-- start DATASET RECORDS --
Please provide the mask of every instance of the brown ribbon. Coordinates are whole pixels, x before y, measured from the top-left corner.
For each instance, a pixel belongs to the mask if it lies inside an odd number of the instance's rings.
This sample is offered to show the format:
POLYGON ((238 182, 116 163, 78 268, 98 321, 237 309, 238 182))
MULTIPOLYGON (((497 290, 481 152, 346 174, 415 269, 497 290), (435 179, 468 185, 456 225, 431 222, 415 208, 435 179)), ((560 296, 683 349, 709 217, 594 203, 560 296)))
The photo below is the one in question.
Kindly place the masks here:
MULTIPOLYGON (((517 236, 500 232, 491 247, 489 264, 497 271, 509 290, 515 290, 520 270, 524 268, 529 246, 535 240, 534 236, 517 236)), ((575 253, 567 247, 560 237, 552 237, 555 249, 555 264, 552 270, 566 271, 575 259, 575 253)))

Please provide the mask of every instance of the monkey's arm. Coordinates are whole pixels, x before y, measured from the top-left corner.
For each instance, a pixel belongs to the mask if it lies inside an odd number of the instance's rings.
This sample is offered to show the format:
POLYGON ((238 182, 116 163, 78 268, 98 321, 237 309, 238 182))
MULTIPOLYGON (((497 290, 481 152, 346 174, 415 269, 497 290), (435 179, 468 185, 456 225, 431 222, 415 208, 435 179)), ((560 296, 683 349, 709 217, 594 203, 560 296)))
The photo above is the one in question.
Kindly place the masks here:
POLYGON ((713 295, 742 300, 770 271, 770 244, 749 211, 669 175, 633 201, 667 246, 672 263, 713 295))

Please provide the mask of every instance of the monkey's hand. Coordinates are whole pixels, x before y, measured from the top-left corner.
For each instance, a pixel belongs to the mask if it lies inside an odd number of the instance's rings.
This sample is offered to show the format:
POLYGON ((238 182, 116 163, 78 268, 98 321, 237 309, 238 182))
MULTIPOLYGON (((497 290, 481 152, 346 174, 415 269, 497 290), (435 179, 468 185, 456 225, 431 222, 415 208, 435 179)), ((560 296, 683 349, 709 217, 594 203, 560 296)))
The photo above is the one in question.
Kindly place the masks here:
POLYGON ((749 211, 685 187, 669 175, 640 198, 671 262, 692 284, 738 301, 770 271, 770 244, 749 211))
-- end DATASET RECORDS --
WHAT THIS TASK INVOLVES: Copy every row above, word for word, without changing anything.

RESULT FOR THIS EXERCISE:
Please provide the mask of every instance of the brown ribbon. Coordinates are whole pixels, x before y, measured from the top-left corner.
For each instance, a pixel belongs to the mask if it lies inside an odd number of the instance's rings.
This sample is offered to show the format:
POLYGON ((238 182, 116 163, 78 268, 98 321, 237 309, 238 182))
MULTIPOLYGON (((497 290, 481 152, 346 174, 415 269, 497 290), (435 179, 468 185, 456 225, 431 222, 415 208, 435 179)), ((560 296, 683 349, 709 217, 594 203, 560 296)))
The photo below is the one in question.
Kindly place the masks here:
MULTIPOLYGON (((517 236, 500 232, 491 247, 489 264, 497 271, 509 290, 515 290, 520 270, 524 268, 529 246, 535 240, 534 236, 517 236)), ((575 253, 567 247, 560 237, 552 237, 555 249, 555 264, 552 270, 566 271, 575 259, 575 253)))

Please provide the mask of every instance of the monkey's arm. Coordinates are whole pixels, x before y, measured from the top-left corner.
For each instance, a pixel belongs to the mask if it lies inside an odd number of the instance's rings.
This sample is offered to show the format:
POLYGON ((238 182, 116 163, 78 268, 98 321, 237 309, 238 182))
MULTIPOLYGON (((497 290, 481 152, 346 174, 415 269, 497 290), (435 179, 468 185, 456 225, 431 222, 415 208, 435 179)), ((560 296, 683 349, 709 217, 594 203, 560 296)))
The photo above is the one in question.
Kindly place the masks here:
POLYGON ((713 295, 742 300, 770 271, 770 244, 749 211, 669 175, 633 201, 667 246, 672 263, 713 295))

Please provide the mask of every instance of the monkey's hand. Coordinates are whole pixels, x before y, measured from the top-left corner.
For each instance, a pixel belongs to the mask if it lies inside an odd number of the instance's rings.
This sample is offered to show the format:
POLYGON ((238 182, 116 163, 78 268, 98 321, 237 309, 238 182))
MULTIPOLYGON (((497 290, 481 152, 346 174, 415 269, 497 290), (435 179, 468 185, 456 225, 431 222, 415 208, 435 179)), ((560 296, 683 349, 709 217, 594 203, 560 296)))
The photo above is the one in question.
Kindly place the masks here:
POLYGON ((749 211, 685 187, 669 175, 640 198, 671 262, 692 284, 738 301, 770 271, 770 244, 749 211))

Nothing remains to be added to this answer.